Reproduce the lines below word for word, omitting the pictures.

BEGIN Records for this task

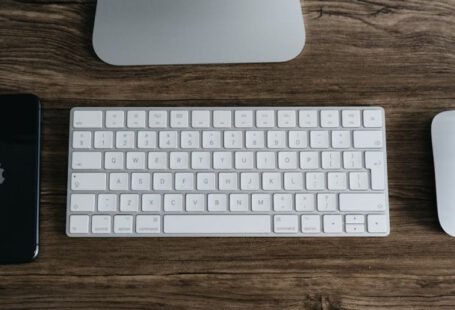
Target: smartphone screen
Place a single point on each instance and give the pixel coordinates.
(20, 119)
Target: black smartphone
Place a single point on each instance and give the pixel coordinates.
(20, 132)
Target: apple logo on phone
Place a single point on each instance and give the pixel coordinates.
(2, 178)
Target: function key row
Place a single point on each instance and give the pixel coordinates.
(228, 119)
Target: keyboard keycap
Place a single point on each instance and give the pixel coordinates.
(88, 119)
(368, 139)
(362, 203)
(286, 224)
(88, 181)
(217, 224)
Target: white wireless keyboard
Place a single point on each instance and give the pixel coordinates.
(268, 172)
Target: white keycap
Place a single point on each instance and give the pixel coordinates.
(308, 119)
(222, 160)
(200, 160)
(82, 139)
(362, 203)
(79, 224)
(271, 181)
(330, 119)
(125, 140)
(195, 203)
(368, 139)
(158, 119)
(129, 203)
(309, 160)
(114, 160)
(333, 223)
(244, 160)
(288, 160)
(88, 119)
(239, 202)
(168, 139)
(206, 181)
(118, 181)
(337, 181)
(372, 119)
(104, 139)
(315, 181)
(355, 219)
(201, 119)
(266, 160)
(286, 224)
(228, 181)
(351, 118)
(255, 139)
(115, 119)
(217, 203)
(276, 139)
(293, 181)
(265, 119)
(377, 224)
(311, 224)
(341, 139)
(179, 160)
(287, 119)
(179, 119)
(158, 160)
(173, 203)
(304, 202)
(123, 224)
(135, 160)
(148, 224)
(107, 203)
(233, 139)
(375, 162)
(151, 203)
(136, 119)
(298, 139)
(140, 182)
(101, 224)
(82, 203)
(327, 202)
(358, 181)
(222, 119)
(331, 160)
(261, 202)
(190, 139)
(184, 181)
(86, 160)
(319, 139)
(88, 181)
(355, 228)
(147, 140)
(352, 160)
(211, 139)
(249, 181)
(283, 203)
(217, 224)
(243, 119)
(163, 181)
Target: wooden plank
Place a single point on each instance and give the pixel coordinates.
(395, 54)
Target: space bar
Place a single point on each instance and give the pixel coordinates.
(217, 224)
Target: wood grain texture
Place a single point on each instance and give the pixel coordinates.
(395, 54)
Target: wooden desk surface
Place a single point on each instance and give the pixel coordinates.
(395, 54)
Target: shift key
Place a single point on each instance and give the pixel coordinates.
(363, 202)
(88, 181)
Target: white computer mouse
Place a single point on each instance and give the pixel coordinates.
(443, 136)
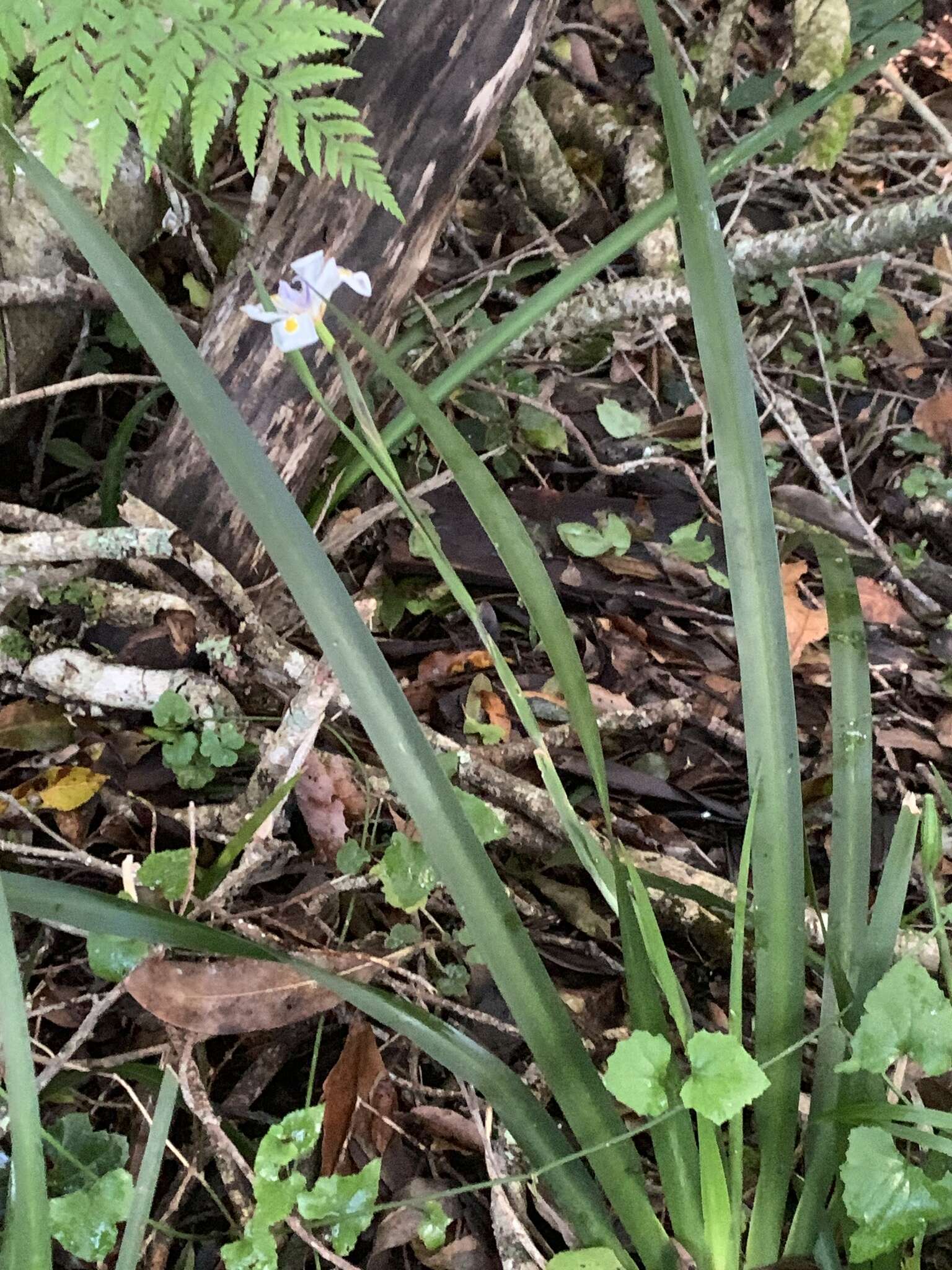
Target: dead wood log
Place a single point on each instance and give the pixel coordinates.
(432, 92)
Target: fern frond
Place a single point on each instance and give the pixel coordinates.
(209, 98)
(249, 120)
(329, 19)
(353, 161)
(296, 79)
(113, 92)
(111, 64)
(287, 127)
(172, 69)
(61, 106)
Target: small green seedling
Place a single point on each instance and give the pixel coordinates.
(610, 535)
(193, 748)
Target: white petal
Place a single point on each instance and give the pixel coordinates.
(329, 280)
(294, 332)
(358, 282)
(309, 267)
(258, 313)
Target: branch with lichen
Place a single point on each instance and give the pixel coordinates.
(534, 154)
(606, 306)
(639, 150)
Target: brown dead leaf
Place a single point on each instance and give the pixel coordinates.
(439, 666)
(328, 796)
(720, 696)
(878, 603)
(896, 328)
(805, 625)
(943, 729)
(609, 703)
(942, 260)
(630, 567)
(935, 417)
(357, 1094)
(38, 726)
(619, 13)
(69, 788)
(467, 1253)
(495, 711)
(907, 738)
(448, 1127)
(235, 995)
(574, 904)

END Records for this task

§ Complete response:
Target: smartphone screen
Place a single point on each instance and give the pixel coordinates.
(20, 119)
Target: black smartphone
Place a single point on each instance and give the pixel coordinates.
(20, 132)
Target: apple logo on phone
Place a single point on each instance and give the pixel coordinates.
(2, 178)
Target: function key row
Place a single point on each instance and give the pixel coordinates.
(228, 119)
Target: keyboard keycap
Place a single point on each instance and give the pixel coordinates.
(88, 119)
(368, 139)
(362, 203)
(286, 224)
(88, 181)
(217, 224)
Target: white wireless keyboard
Place a single point on each instance and give the pixel coordinates.
(268, 172)
Target: white keycap
Place a single point on each instance and give the pixel coordinates.
(308, 119)
(222, 160)
(200, 160)
(82, 139)
(362, 203)
(79, 224)
(271, 181)
(330, 119)
(125, 140)
(195, 203)
(368, 139)
(158, 119)
(129, 203)
(309, 160)
(114, 160)
(333, 223)
(244, 160)
(288, 160)
(88, 119)
(239, 202)
(168, 139)
(206, 181)
(118, 181)
(337, 181)
(372, 119)
(104, 139)
(315, 181)
(355, 219)
(201, 119)
(266, 160)
(286, 224)
(228, 181)
(351, 118)
(255, 139)
(115, 119)
(217, 203)
(276, 139)
(293, 181)
(265, 119)
(377, 224)
(311, 224)
(341, 139)
(179, 160)
(287, 119)
(179, 119)
(158, 160)
(173, 203)
(304, 202)
(123, 224)
(135, 160)
(148, 224)
(107, 203)
(233, 139)
(375, 162)
(151, 203)
(136, 119)
(298, 139)
(140, 182)
(101, 224)
(82, 203)
(327, 202)
(358, 181)
(222, 119)
(331, 160)
(261, 202)
(190, 139)
(184, 181)
(86, 160)
(319, 139)
(88, 181)
(355, 228)
(147, 140)
(352, 160)
(211, 139)
(249, 181)
(283, 203)
(217, 224)
(243, 119)
(163, 181)
Target: wooden plank
Place a single point on each instance and give the pixel coordinates.
(395, 54)
Target: space bar
Place a single point on each instance and give the pixel coordinates.
(217, 224)
Target: wood grain texture
Place a single point on each instance and give the pixel coordinates.
(395, 54)
Target: wooden desk surface
Place a single point on each instance and give the pixel coordinates.
(395, 54)
Target: shift key
Place a single point on each instance and give the pixel coordinates.
(363, 202)
(88, 181)
Target: white computer mouse
Place a single point on each instance and give the pixel coordinates.
(443, 136)
Target: dead wood log
Place a single point on each instance and give the pixel coordinates.
(432, 92)
Target: fern frond
Place a single point on each instance and give the pixel coordinates.
(209, 98)
(249, 120)
(329, 19)
(353, 161)
(296, 79)
(113, 92)
(111, 64)
(287, 127)
(172, 69)
(61, 106)
Target: small green seedling
Place a single point on each instance and give the pixel coordinates.
(610, 535)
(193, 748)
Target: white petal
Place a single point on each instance and give the pixel coordinates.
(329, 280)
(294, 332)
(358, 282)
(309, 267)
(258, 313)
Target: branch with lichen
Place a single point on each instance and give the pixel coordinates.
(534, 154)
(606, 306)
(639, 150)
Target: brown dead leaf
Place a single point on each instance and give the pixel coordinates.
(439, 666)
(328, 796)
(720, 696)
(878, 603)
(896, 328)
(805, 625)
(943, 729)
(609, 703)
(942, 260)
(630, 567)
(935, 417)
(357, 1094)
(38, 726)
(619, 13)
(69, 788)
(467, 1253)
(495, 711)
(907, 738)
(448, 1127)
(235, 995)
(574, 904)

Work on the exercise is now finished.